Segment Open
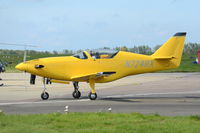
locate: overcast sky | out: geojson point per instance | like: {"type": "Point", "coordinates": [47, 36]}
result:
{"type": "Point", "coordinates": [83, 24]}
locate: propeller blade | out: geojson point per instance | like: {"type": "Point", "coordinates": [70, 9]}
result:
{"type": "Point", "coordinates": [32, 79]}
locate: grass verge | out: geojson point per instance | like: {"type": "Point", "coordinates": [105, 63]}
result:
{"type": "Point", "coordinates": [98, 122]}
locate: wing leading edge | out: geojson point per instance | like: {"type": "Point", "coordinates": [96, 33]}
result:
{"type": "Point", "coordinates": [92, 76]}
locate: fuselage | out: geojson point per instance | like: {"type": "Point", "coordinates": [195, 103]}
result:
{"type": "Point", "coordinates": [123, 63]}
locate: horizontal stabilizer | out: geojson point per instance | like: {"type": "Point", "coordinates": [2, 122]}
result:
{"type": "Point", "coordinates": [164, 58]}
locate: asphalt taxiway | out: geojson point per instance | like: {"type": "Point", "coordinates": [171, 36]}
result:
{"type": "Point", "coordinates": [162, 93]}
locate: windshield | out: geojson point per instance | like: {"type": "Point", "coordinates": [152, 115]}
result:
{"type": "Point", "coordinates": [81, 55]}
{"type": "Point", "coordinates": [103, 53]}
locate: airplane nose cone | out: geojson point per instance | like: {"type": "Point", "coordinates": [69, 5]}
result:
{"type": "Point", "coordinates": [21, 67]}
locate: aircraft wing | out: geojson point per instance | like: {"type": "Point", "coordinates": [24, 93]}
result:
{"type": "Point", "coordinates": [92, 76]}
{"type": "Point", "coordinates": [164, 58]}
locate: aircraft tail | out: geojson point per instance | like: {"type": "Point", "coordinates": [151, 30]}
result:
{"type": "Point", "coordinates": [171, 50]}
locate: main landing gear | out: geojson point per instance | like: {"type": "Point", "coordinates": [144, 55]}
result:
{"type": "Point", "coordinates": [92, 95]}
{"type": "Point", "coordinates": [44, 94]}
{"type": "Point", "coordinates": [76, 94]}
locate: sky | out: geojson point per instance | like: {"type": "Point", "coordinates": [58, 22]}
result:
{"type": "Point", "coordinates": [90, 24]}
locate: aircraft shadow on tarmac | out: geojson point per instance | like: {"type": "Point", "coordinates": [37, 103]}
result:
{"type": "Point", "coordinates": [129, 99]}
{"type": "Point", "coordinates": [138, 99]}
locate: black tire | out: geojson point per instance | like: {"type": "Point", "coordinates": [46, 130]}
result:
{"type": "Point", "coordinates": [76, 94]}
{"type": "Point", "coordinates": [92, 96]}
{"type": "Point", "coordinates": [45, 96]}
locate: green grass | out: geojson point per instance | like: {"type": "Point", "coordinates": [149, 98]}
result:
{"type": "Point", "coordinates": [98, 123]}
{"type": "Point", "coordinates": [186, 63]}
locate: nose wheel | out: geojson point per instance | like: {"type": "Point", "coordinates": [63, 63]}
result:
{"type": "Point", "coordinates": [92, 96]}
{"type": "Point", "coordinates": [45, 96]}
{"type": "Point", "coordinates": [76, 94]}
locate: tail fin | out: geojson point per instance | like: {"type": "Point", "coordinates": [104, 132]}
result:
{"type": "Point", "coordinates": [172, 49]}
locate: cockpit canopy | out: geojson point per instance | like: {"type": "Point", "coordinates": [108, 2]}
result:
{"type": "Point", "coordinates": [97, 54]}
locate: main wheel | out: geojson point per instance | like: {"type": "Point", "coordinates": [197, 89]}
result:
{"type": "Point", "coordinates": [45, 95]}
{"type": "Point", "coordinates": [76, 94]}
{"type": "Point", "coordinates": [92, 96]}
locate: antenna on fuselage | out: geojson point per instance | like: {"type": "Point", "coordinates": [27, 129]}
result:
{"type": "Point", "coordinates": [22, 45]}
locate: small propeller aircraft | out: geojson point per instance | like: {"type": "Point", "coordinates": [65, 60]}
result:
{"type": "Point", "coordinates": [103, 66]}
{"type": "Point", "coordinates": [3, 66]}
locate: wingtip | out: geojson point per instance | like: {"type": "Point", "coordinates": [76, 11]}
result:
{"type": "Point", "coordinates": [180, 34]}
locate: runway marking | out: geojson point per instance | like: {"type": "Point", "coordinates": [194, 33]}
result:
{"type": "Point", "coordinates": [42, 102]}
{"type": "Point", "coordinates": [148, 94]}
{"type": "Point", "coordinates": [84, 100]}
Segment Closed
=== Problem requirements ===
Give back precisely the lines above that start at the line containing "locate: grass verge" and end at the line containing "locate: fuselage |", inclusive. No other lines belong in the output.

=== Answer to this task ===
locate: grass verge | out: geojson point per instance | like: {"type": "Point", "coordinates": [105, 63]}
result:
{"type": "Point", "coordinates": [98, 122]}
locate: wing leading edge | out: geojson point per instance | like: {"type": "Point", "coordinates": [96, 33]}
result:
{"type": "Point", "coordinates": [92, 76]}
locate: fuselage | out: geojson point per instance | like: {"type": "Point", "coordinates": [195, 103]}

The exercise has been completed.